_Required task:_ Pull out every line in the items below that contains the word "point", and copy each one in full. Only lines that match its case count.

Collected data entries:
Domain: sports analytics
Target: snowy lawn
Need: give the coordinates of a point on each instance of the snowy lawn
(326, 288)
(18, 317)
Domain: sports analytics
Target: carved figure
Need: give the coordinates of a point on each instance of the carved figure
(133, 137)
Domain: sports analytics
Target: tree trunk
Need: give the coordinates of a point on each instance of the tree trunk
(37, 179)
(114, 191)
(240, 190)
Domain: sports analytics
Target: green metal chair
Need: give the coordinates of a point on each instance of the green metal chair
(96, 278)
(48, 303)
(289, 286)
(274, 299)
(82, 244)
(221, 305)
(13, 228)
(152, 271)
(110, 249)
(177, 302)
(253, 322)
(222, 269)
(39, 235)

_The completed task:_
Need: give the coordinates of a point on each instance of the snowy lawn
Need: give the coordinates of a point on each instance of the carved figure
Need: give the coordinates of a point on each instance of the tree trunk
Need: give the coordinates of a point on each instance of the green metal chair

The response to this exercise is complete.